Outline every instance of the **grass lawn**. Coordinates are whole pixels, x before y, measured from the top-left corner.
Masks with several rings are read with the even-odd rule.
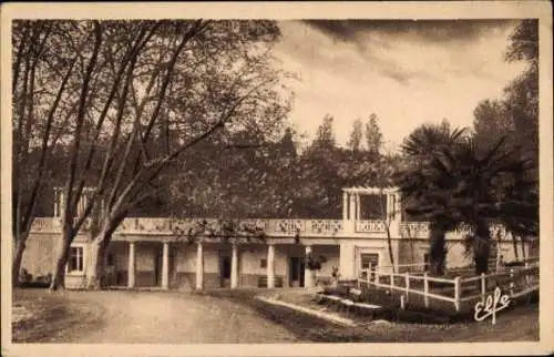
[[[45,289],[13,289],[13,343],[50,343],[71,335],[83,323],[94,329],[102,325],[104,308],[92,302],[70,302],[62,293]]]
[[[234,299],[248,305],[260,315],[271,319],[301,340],[316,343],[435,343],[435,341],[537,341],[538,340],[538,306],[537,304],[519,306],[510,312],[501,312],[496,316],[496,325],[490,319],[481,323],[430,325],[399,324],[373,322],[365,326],[337,326],[315,316],[301,314],[284,306],[275,306],[256,299],[256,293],[249,290],[217,290],[212,296]],[[258,292],[261,294],[261,292]],[[264,293],[267,296],[278,295],[279,299],[310,306],[311,297],[297,292]]]
[[[285,306],[267,304],[256,298],[259,294],[268,296],[279,294],[281,299],[291,299],[298,304],[306,303],[308,298],[300,290],[285,289],[220,289],[199,294],[178,292],[49,294],[43,289],[14,289],[13,341],[85,343],[89,341],[86,336],[90,336],[92,343],[158,344],[538,340],[536,304],[499,313],[495,326],[485,320],[453,325],[373,322],[361,326],[342,327]],[[94,332],[96,333],[92,334]],[[213,337],[218,333],[219,337]]]

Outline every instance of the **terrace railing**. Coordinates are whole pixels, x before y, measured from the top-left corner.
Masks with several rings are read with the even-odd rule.
[[[174,234],[186,233],[191,228],[217,224],[215,218],[125,218],[117,228],[117,233],[126,234]],[[335,236],[342,232],[342,220],[237,220],[237,228],[255,227],[270,236]]]
[[[384,233],[387,226],[384,221],[356,221],[357,233]]]
[[[462,305],[473,306],[484,302],[486,295],[500,287],[511,298],[530,294],[538,289],[538,264],[512,267],[502,273],[480,276],[435,277],[428,272],[421,273],[381,273],[379,269],[362,269],[358,286],[373,286],[397,292],[409,302],[413,297],[422,298],[424,307],[442,302],[460,313]]]

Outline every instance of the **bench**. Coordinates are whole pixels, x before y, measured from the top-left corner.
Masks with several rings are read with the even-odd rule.
[[[267,287],[267,276],[260,276],[258,279],[258,287]],[[275,287],[283,287],[283,277],[275,277]]]
[[[351,296],[351,299],[355,300],[355,302],[360,302],[361,300],[361,294],[362,292],[359,289],[359,288],[350,288],[350,290],[348,292],[348,294]]]

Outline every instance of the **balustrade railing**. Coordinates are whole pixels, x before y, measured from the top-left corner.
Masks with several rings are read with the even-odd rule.
[[[384,233],[387,226],[383,221],[356,221],[357,233]]]
[[[404,222],[400,224],[400,235],[409,238],[425,238],[429,235],[429,222]]]
[[[295,220],[295,218],[270,218],[270,220],[232,220],[219,221],[216,218],[157,218],[157,217],[127,217],[123,220],[116,233],[135,234],[187,234],[191,230],[197,230],[206,223],[207,230],[217,226],[217,223],[229,223],[236,231],[264,232],[269,236],[336,236],[378,233],[384,234],[387,226],[383,221],[355,221],[353,232],[349,232],[342,220]],[[82,231],[90,228],[90,220],[81,227]],[[400,223],[400,236],[404,238],[427,238],[429,236],[428,222],[402,222]],[[61,230],[60,217],[37,217],[32,226],[33,232],[57,232]],[[449,239],[458,239],[470,232],[469,226],[460,226],[448,234]],[[491,225],[491,234],[505,233],[501,225]]]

============================================================

▶ _Task goal_: Rewrite all the items above, replacing each "even-odd rule" with "nonzero winding rule" and leaving every other word unchanged. Do not include the picture in your answer.

▶ _Worked answer_:
Outline every instance of the **grass lawn**. Coordinates are whole pixels, x before y, measured from the top-left corner.
Masks with several rings are read with the nonzero winding rule.
[[[45,289],[13,289],[13,343],[50,343],[71,335],[83,323],[94,329],[102,325],[104,308],[92,302],[70,302],[62,293]]]
[[[234,299],[248,305],[260,315],[271,319],[301,340],[316,343],[435,343],[435,341],[537,341],[538,340],[538,306],[537,304],[519,306],[510,312],[501,312],[496,316],[496,325],[490,319],[481,323],[430,325],[399,324],[373,322],[365,326],[337,326],[315,316],[301,314],[284,306],[275,306],[256,299],[256,293],[249,290],[217,290],[212,296]],[[258,292],[261,294],[261,292]],[[264,293],[267,296],[278,295],[279,299],[310,306],[311,297],[297,292]]]
[[[285,306],[267,304],[256,298],[259,294],[268,296],[279,294],[281,299],[291,299],[298,304],[306,303],[308,298],[300,290],[285,289],[220,289],[199,294],[178,292],[49,294],[43,289],[14,289],[13,341],[85,343],[89,341],[86,336],[90,336],[92,343],[158,344],[538,340],[536,304],[499,313],[495,326],[485,320],[453,325],[373,322],[361,326],[342,327]],[[94,332],[96,333],[92,334]],[[213,337],[218,333],[219,337]]]

Outline every instance of the **terrace railing**. Coordinates are whole pixels, x before y, measured from the top-left corner.
Masks with several rings are read with the nonzero winding rule.
[[[174,234],[186,233],[191,228],[217,224],[215,218],[125,218],[117,228],[117,233],[126,234]],[[335,236],[342,232],[342,220],[237,220],[237,228],[255,227],[270,236]]]
[[[384,233],[387,226],[384,221],[356,221],[357,233]]]
[[[462,305],[473,306],[484,302],[486,295],[500,287],[511,298],[530,294],[538,289],[538,264],[512,267],[502,273],[480,276],[435,277],[428,272],[421,273],[381,273],[379,269],[362,269],[358,286],[373,286],[397,292],[409,302],[413,297],[422,298],[424,307],[442,302],[460,313]]]

Outline every instance of the **bench**. Coordinates are whole pixels, x before y, measured from the top-left corner.
Masks with several rings are read with the nonzero winding rule.
[[[267,287],[267,276],[260,276],[258,279],[258,287]],[[275,287],[283,287],[283,277],[275,277]]]
[[[351,296],[351,299],[355,300],[355,302],[360,302],[361,300],[361,294],[362,292],[359,289],[359,288],[350,288],[350,290],[348,292],[348,294]]]

Outline every instance of the **balustrade railing**. Coordinates are whole pixels, x before y, measured from the top-left corner.
Masks with several rings are read with the nonzero winding rule.
[[[384,233],[387,226],[383,221],[356,221],[357,233]]]
[[[404,222],[400,224],[400,235],[409,238],[425,238],[429,235],[429,222]]]
[[[295,220],[295,218],[270,218],[270,220],[232,220],[219,221],[216,218],[157,218],[157,217],[127,217],[123,220],[116,233],[135,234],[187,234],[191,230],[197,230],[206,223],[207,230],[217,226],[217,223],[229,223],[236,231],[264,232],[269,236],[336,236],[378,233],[384,234],[387,226],[383,221],[355,221],[353,232],[349,232],[342,220]],[[82,231],[90,228],[90,220],[81,227]],[[400,223],[400,236],[404,238],[427,238],[429,236],[428,222],[402,222]],[[61,230],[60,217],[37,217],[32,226],[33,232],[57,232]],[[449,239],[458,239],[470,232],[469,226],[460,226],[448,234]],[[491,225],[491,234],[505,233],[501,225]]]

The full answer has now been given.